# [Short problem]
Go through the entries below and retype them exactly, omitting each picture.

>>>>

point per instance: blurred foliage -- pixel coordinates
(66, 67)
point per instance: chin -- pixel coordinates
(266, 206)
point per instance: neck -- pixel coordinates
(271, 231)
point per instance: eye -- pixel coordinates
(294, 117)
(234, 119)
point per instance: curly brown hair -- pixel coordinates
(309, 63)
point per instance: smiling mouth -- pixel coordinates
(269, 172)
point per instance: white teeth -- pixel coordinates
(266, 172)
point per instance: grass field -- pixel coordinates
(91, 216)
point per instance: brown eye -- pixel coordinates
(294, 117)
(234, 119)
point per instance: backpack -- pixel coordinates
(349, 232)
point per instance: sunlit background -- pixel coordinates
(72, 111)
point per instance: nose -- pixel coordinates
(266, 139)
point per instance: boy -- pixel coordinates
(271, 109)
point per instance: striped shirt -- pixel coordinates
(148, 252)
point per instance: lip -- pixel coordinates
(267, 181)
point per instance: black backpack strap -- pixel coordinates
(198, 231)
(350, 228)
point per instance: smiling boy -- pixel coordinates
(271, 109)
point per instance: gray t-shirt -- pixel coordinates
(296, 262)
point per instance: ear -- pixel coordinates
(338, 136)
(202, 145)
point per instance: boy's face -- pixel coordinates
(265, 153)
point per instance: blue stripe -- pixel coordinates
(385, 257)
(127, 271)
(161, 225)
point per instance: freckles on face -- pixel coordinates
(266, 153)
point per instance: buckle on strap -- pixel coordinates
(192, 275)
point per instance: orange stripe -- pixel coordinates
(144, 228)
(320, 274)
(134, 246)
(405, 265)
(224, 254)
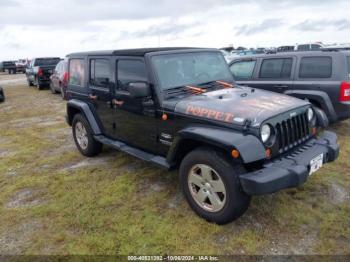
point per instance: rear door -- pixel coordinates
(135, 122)
(30, 71)
(100, 84)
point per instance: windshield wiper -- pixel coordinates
(185, 89)
(213, 84)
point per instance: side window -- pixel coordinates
(315, 67)
(315, 47)
(100, 71)
(278, 68)
(243, 69)
(130, 71)
(76, 72)
(303, 47)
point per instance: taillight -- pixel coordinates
(344, 92)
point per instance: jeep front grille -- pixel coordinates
(292, 132)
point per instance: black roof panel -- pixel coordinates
(133, 52)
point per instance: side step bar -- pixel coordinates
(158, 160)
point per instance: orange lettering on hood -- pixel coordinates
(210, 113)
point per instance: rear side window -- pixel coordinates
(76, 72)
(243, 69)
(315, 67)
(315, 47)
(130, 71)
(100, 71)
(279, 68)
(303, 47)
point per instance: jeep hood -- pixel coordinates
(236, 105)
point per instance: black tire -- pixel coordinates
(38, 85)
(30, 83)
(236, 202)
(93, 147)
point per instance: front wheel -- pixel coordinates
(83, 137)
(211, 185)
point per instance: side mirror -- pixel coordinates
(139, 89)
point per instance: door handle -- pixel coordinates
(117, 102)
(93, 97)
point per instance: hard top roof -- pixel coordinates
(135, 52)
(298, 53)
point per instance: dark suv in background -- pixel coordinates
(59, 79)
(321, 77)
(40, 70)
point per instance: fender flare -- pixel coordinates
(250, 147)
(86, 111)
(321, 97)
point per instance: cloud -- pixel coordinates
(319, 25)
(251, 29)
(9, 3)
(171, 27)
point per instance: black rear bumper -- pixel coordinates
(290, 170)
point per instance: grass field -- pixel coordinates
(55, 201)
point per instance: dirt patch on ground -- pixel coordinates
(89, 162)
(27, 197)
(17, 239)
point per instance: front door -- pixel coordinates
(134, 117)
(100, 83)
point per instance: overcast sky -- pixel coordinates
(56, 28)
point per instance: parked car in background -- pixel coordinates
(2, 95)
(39, 71)
(228, 55)
(59, 79)
(180, 108)
(21, 65)
(323, 78)
(286, 48)
(9, 66)
(336, 47)
(308, 47)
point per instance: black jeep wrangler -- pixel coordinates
(179, 107)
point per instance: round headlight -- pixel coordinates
(310, 114)
(265, 133)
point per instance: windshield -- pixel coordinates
(177, 70)
(46, 61)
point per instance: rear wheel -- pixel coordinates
(63, 94)
(83, 137)
(211, 186)
(30, 83)
(38, 85)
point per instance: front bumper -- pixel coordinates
(290, 170)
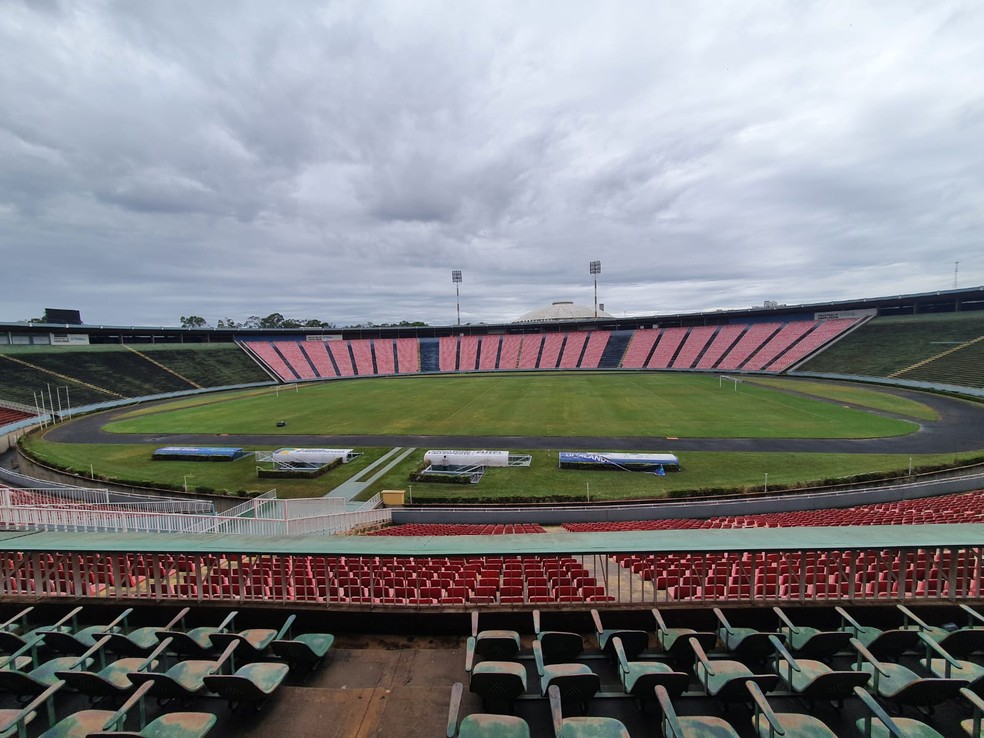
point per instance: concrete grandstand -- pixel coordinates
(399, 605)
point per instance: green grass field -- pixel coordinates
(556, 405)
(668, 405)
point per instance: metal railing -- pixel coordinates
(109, 518)
(918, 574)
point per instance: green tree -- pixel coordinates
(273, 320)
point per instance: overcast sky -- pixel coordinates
(337, 160)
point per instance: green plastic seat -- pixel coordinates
(79, 724)
(694, 726)
(196, 641)
(306, 650)
(769, 724)
(80, 640)
(884, 644)
(725, 679)
(558, 646)
(675, 642)
(139, 641)
(251, 684)
(807, 642)
(14, 721)
(582, 727)
(634, 641)
(185, 680)
(113, 680)
(640, 678)
(901, 685)
(105, 723)
(38, 679)
(16, 633)
(494, 644)
(482, 725)
(974, 725)
(814, 680)
(498, 680)
(880, 725)
(171, 725)
(745, 643)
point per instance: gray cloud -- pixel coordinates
(337, 161)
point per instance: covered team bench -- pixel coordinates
(199, 453)
(616, 461)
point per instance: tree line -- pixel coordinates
(276, 320)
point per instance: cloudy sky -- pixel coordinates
(337, 160)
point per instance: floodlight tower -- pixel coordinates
(456, 278)
(594, 268)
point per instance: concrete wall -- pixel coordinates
(559, 514)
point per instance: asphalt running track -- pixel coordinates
(960, 428)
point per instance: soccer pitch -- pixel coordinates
(533, 405)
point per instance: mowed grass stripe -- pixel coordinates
(543, 404)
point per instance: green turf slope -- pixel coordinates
(582, 404)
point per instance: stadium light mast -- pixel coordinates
(456, 278)
(594, 268)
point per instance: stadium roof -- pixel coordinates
(562, 310)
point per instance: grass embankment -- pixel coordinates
(593, 404)
(133, 464)
(562, 405)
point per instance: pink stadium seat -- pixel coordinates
(530, 350)
(382, 349)
(723, 340)
(550, 354)
(572, 350)
(756, 335)
(669, 342)
(696, 341)
(489, 353)
(469, 354)
(639, 348)
(448, 348)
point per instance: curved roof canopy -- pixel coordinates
(563, 310)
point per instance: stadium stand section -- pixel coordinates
(362, 354)
(786, 337)
(751, 340)
(449, 353)
(317, 353)
(469, 353)
(266, 352)
(823, 334)
(385, 354)
(489, 359)
(341, 358)
(666, 347)
(966, 507)
(458, 529)
(639, 348)
(723, 341)
(296, 359)
(509, 353)
(573, 348)
(553, 343)
(591, 353)
(408, 356)
(696, 341)
(932, 346)
(529, 352)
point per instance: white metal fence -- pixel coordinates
(112, 518)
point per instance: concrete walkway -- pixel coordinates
(356, 484)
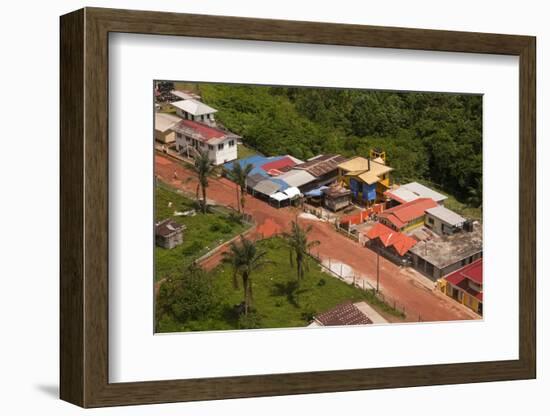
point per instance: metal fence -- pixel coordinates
(338, 269)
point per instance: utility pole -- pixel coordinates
(377, 268)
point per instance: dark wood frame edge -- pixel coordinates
(84, 207)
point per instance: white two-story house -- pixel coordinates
(221, 145)
(195, 110)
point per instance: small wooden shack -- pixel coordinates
(337, 198)
(168, 233)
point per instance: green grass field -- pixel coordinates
(204, 232)
(276, 301)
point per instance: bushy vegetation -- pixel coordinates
(427, 136)
(278, 302)
(204, 232)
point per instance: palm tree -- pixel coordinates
(238, 175)
(245, 258)
(300, 246)
(203, 167)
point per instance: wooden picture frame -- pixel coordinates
(84, 207)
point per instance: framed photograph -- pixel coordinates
(257, 207)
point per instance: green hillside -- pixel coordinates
(427, 136)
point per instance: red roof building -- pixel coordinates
(407, 216)
(388, 237)
(200, 131)
(279, 165)
(344, 314)
(466, 285)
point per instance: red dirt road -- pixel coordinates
(401, 284)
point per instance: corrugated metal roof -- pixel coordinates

<<<<

# [Output]
point per instance: blurred foliage -- pixel coordinates
(66, 67)
point per instance: chin -- pixel coordinates
(266, 206)
point per instance: neck -- pixel coordinates
(271, 231)
point per instance: eye -- pixel coordinates
(294, 117)
(234, 119)
point per instance: curly brown hair -- pixel coordinates
(309, 63)
point per instance: smiling mouth -- pixel coordinates
(269, 172)
point per instance: white teeth -- pixel coordinates
(266, 172)
point per instance: grass field -- pixel coordinates
(91, 216)
point per instance: brown eye -- pixel coordinates
(294, 117)
(234, 119)
point per instance: backpack -- pixel coordinates
(349, 232)
point per instance: sunlit background -- pixel coordinates
(72, 111)
point per instance: nose -- pixel coordinates
(266, 139)
point per instance: boy -- pixel coordinates
(271, 109)
point per instance: striped shirt -- pixel coordinates
(148, 252)
point per instance: lip -- pixel coordinates
(267, 181)
point per instance: black backpack strap -- pixel coordinates
(198, 231)
(350, 228)
point per instance: smiling boy -- pixel coordinates
(271, 109)
point per instance: gray t-shirt -- pixel coordinates
(296, 262)
point per instance: ear -- pixel coordinates
(338, 136)
(202, 145)
point per instance: boy's face -- pixel coordinates
(265, 153)
point per instance: blue stripe -- pixel coordinates
(385, 257)
(127, 271)
(161, 225)
point per instance: freckles on face -- pixel coordinates
(266, 153)
point per instance: buckle on strap -- pixel coordinates
(192, 275)
point per instance: orange stripe -- pixel coordinates
(144, 228)
(320, 274)
(134, 246)
(405, 265)
(224, 254)
point per instance: rear door -- pixel coordinates
(135, 122)
(30, 71)
(100, 84)
point per instance: windshield wiper -- pixel coordinates
(185, 89)
(213, 84)
point per instance: side window -- pixel coordinates
(315, 67)
(315, 47)
(100, 71)
(278, 68)
(243, 69)
(130, 71)
(76, 72)
(303, 47)
point per instance: taillight -- pixel coordinates
(344, 92)
point per instance: jeep front grille -- pixel coordinates
(292, 132)
point per instance: black roof panel -- pixel coordinates
(133, 52)
point per instance: side step bar -- pixel coordinates
(158, 160)
point per instance: orange lettering on hood -- pixel coordinates
(210, 113)
point per instance: rear side window -- pixel coordinates
(76, 72)
(243, 69)
(315, 67)
(315, 47)
(130, 71)
(100, 71)
(279, 68)
(303, 47)
point per instance: jeep hood -- pixel coordinates
(236, 105)
point per instance: black tire -- pixel coordinates
(38, 85)
(30, 83)
(236, 202)
(93, 147)
point per instance: front wheel -- pixel coordinates
(83, 137)
(211, 185)
point per instance: side mirror -- pixel coordinates
(139, 89)
point per instance: door handle -- pixel coordinates
(117, 102)
(93, 97)
point per instance: hard top roof -- pixel coordinates
(135, 52)
(298, 53)
point per instance: dark suv in background -- pixel coordinates
(59, 79)
(321, 77)
(40, 70)
point per instance: fender flare -- pixel coordinates
(250, 147)
(86, 111)
(321, 97)
point per instance: cloud -- pixel coordinates
(319, 25)
(251, 29)
(9, 3)
(171, 27)
point per instance: black rear bumper -- pixel coordinates
(290, 170)
point per instance: grass field -- pixel coordinates
(55, 201)
point per instance: dirt patch on ground -- pixel coordinates
(89, 162)
(27, 197)
(17, 239)
point per instance: front door -- pixel coordinates
(134, 117)
(100, 83)
point per instance: overcast sky -- pixel coordinates
(56, 28)
point per instance: parked car in background -- pixel coordinates
(2, 95)
(39, 71)
(228, 55)
(59, 79)
(180, 108)
(21, 65)
(323, 78)
(286, 48)
(9, 66)
(336, 47)
(308, 47)
point per instance: black jeep wrangler -- pixel coordinates
(179, 107)
point per instance: round headlight -- pixel coordinates
(310, 114)
(265, 133)
point per instance: windshield -- pixel coordinates
(177, 70)
(46, 61)
point per instance: rear wheel -- pixel coordinates
(63, 94)
(83, 137)
(211, 186)
(30, 83)
(38, 85)
point per instance: front bumper -- pixel coordinates
(290, 170)
point per instance: concrete grandstand -- pixel coordinates
(399, 605)
point per instance: green grass field -- pixel coordinates
(556, 405)
(668, 405)
point per instance: metal railing -- pixel coordinates
(109, 518)
(918, 574)
point per instance: green tree -- pixel coordinates
(273, 320)
point per instance: overcast sky -- pixel coordinates
(337, 160)
point per instance: green plastic seat -- pixel coordinates
(79, 724)
(694, 726)
(196, 641)
(306, 650)
(769, 724)
(80, 640)
(884, 644)
(725, 679)
(558, 646)
(675, 642)
(139, 641)
(251, 684)
(807, 642)
(14, 721)
(582, 727)
(634, 641)
(185, 680)
(113, 680)
(640, 678)
(901, 685)
(105, 723)
(38, 679)
(16, 633)
(494, 644)
(482, 725)
(974, 725)
(814, 680)
(498, 680)
(880, 725)
(171, 725)
(745, 643)
point per instance: gray cloud -- pixel coordinates
(337, 161)
point per instance: covered team bench -- pixel coordinates
(199, 453)
(616, 461)
point per instance: tree line -- pixel coordinates
(276, 320)
point per instance: cloudy sky -- pixel coordinates
(337, 160)
point per instance: floodlight tower -- pixel coordinates
(456, 278)
(594, 268)
point per instance: concrete wall -- pixel coordinates
(559, 514)
point per instance: asphalt running track -- pixel coordinates
(960, 428)
point per instance: soccer pitch -- pixel coordinates
(533, 405)
point per instance: mowed grass stripe -- pixel coordinates
(543, 404)
point per instance: green turf slope -- pixel coordinates
(582, 404)
point per instance: stadium light mast -- pixel coordinates
(456, 278)
(594, 268)
point per instance: stadium roof -- pixel coordinates
(562, 310)
point per instance: grass embankment -- pixel coordinates
(593, 404)
(133, 464)
(562, 405)
point per instance: pink stadium seat -- pixel coordinates
(530, 350)
(382, 349)
(723, 340)
(550, 354)
(572, 350)
(756, 335)
(669, 342)
(696, 341)
(489, 353)
(469, 354)
(639, 348)
(448, 348)
point per instance: curved roof canopy -- pixel coordinates
(563, 310)
point per instance: stadium stand section -- pixel coordinates
(362, 354)
(786, 337)
(751, 340)
(449, 353)
(317, 353)
(469, 353)
(266, 352)
(823, 334)
(385, 354)
(489, 359)
(341, 358)
(666, 347)
(966, 507)
(458, 529)
(639, 348)
(723, 341)
(296, 359)
(509, 353)
(573, 348)
(553, 343)
(591, 353)
(408, 356)
(696, 341)
(932, 346)
(529, 352)
point per instance: white metal fence -- pixel coordinates
(112, 518)
point per instance: concrete walkway -- pixel coordinates
(356, 484)
point per instance: metal fence -- pixel coordinates
(338, 269)
point per instance: utility pole -- pixel coordinates
(377, 268)
point per instance: dark wood frame edge -- pixel coordinates
(84, 207)
point per instance: white two-story house -- pixel coordinates
(221, 145)
(195, 110)
point per instance: small wooden shack -- pixel coordinates
(337, 198)
(168, 233)
point per instance: green grass field -- pixel coordinates
(204, 232)
(276, 301)
point per instance: bushy vegetation -- pixel coordinates
(427, 136)
(278, 302)
(204, 232)
point per instance: palm tree -- pixel coordinates
(238, 175)
(245, 258)
(300, 246)
(203, 167)
point per instance: wooden picture frame -- pixel coordinates
(84, 207)
point per instance: framed photograph -- pixel coordinates
(257, 207)
point per instance: green hillside -- pixel coordinates
(427, 136)
point per instance: red roof building -- pixel coordinates
(407, 216)
(388, 237)
(200, 131)
(279, 165)
(344, 314)
(466, 285)
point per instance: red dirt road -- pixel coordinates
(401, 284)
point per instance: corrugated metal roof -- pixel coordinates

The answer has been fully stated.